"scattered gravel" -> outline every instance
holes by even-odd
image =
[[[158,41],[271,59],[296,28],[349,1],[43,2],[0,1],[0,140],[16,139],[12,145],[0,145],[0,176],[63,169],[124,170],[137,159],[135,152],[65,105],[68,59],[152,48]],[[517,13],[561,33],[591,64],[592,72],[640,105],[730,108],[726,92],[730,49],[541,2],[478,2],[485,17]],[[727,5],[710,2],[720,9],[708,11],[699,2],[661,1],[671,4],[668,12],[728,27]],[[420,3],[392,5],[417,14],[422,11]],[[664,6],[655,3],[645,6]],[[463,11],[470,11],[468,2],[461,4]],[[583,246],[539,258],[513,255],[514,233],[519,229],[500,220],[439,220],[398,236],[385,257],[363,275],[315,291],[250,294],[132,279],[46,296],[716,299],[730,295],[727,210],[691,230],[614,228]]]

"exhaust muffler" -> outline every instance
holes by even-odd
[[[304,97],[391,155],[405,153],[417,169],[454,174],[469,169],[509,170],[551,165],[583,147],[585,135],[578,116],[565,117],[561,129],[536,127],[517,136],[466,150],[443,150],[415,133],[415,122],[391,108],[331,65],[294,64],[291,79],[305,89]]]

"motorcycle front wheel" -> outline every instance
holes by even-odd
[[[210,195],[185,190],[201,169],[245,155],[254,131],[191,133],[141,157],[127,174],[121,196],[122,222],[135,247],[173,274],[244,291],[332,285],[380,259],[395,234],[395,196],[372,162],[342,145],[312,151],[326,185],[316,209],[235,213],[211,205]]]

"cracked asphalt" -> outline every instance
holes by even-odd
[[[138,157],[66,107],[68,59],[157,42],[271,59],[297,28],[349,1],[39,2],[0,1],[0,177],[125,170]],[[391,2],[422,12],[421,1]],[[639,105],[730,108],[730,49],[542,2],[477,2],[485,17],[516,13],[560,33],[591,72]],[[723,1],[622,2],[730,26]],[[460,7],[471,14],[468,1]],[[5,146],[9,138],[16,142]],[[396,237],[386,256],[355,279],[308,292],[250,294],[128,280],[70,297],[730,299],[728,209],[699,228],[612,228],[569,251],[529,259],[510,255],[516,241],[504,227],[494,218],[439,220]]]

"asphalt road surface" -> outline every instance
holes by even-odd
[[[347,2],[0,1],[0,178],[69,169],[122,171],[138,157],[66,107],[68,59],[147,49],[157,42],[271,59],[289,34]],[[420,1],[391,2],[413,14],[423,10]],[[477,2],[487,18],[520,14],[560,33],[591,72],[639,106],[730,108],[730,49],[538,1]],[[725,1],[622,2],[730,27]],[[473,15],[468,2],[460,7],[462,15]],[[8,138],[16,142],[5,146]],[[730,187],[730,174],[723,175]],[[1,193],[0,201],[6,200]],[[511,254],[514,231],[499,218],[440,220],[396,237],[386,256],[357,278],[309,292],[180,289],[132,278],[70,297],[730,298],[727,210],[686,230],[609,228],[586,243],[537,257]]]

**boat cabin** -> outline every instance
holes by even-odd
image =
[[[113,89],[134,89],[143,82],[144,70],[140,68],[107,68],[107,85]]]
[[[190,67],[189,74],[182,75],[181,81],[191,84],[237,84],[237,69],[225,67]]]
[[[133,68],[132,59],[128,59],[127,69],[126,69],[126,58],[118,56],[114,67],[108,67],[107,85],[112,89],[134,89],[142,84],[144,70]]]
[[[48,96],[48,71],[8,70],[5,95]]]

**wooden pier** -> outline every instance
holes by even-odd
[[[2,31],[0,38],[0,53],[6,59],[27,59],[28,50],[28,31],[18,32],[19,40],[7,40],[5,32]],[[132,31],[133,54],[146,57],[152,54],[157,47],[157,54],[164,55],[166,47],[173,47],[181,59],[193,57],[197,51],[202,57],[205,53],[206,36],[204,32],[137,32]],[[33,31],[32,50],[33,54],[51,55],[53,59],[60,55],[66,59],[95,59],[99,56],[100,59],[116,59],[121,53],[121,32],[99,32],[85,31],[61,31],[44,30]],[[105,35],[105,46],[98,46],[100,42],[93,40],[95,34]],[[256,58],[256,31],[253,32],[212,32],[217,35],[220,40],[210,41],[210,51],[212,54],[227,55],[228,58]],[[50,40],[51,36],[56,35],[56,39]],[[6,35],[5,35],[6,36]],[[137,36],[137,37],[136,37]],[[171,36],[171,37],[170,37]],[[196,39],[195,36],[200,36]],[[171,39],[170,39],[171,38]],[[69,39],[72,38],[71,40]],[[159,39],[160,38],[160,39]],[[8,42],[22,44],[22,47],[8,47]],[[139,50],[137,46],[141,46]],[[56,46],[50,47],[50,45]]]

Task objective: Exactly repeat the lines from the line that contains "cabin** -> outline every instance" to the end of the entries, both included, and leave out all other lines.

Correct response:
**boat cabin** -> outline every instance
holes by even-odd
image =
[[[113,89],[134,89],[143,82],[144,70],[140,68],[107,68],[107,85]]]
[[[190,67],[189,74],[182,75],[181,81],[191,84],[237,84],[237,69],[225,67]]]
[[[133,68],[132,59],[128,59],[127,69],[126,69],[126,58],[118,56],[114,67],[108,67],[107,85],[112,89],[134,89],[142,84],[144,70]]]
[[[48,96],[48,71],[8,70],[5,95]]]

**wooden pier** -> outline every instance
holes by even-odd
[[[2,31],[0,38],[0,53],[6,59],[27,59],[28,50],[28,31],[18,32],[19,40],[7,40],[5,32]],[[132,31],[133,54],[146,57],[152,54],[157,47],[157,54],[164,55],[166,47],[173,47],[181,59],[193,57],[197,51],[202,57],[205,53],[206,36],[204,32],[137,32]],[[33,31],[32,50],[33,54],[51,55],[53,59],[60,55],[66,59],[95,59],[99,56],[100,59],[116,59],[121,53],[121,32],[99,32],[85,31],[61,31],[44,30]],[[105,35],[105,46],[98,46],[100,42],[93,40],[95,34]],[[256,58],[256,31],[253,32],[212,32],[217,35],[220,40],[210,41],[210,51],[212,54],[227,55],[228,58]],[[50,40],[51,36],[56,35],[56,39]],[[6,35],[5,35],[6,36]],[[137,36],[137,37],[136,37]],[[171,36],[171,37],[170,37]],[[196,39],[195,36],[200,36]],[[171,39],[170,39],[171,38]],[[69,39],[72,38],[71,40]],[[159,39],[160,38],[160,39]],[[8,42],[22,44],[22,47],[8,47]],[[139,50],[137,46],[141,46]],[[56,46],[50,47],[50,45]]]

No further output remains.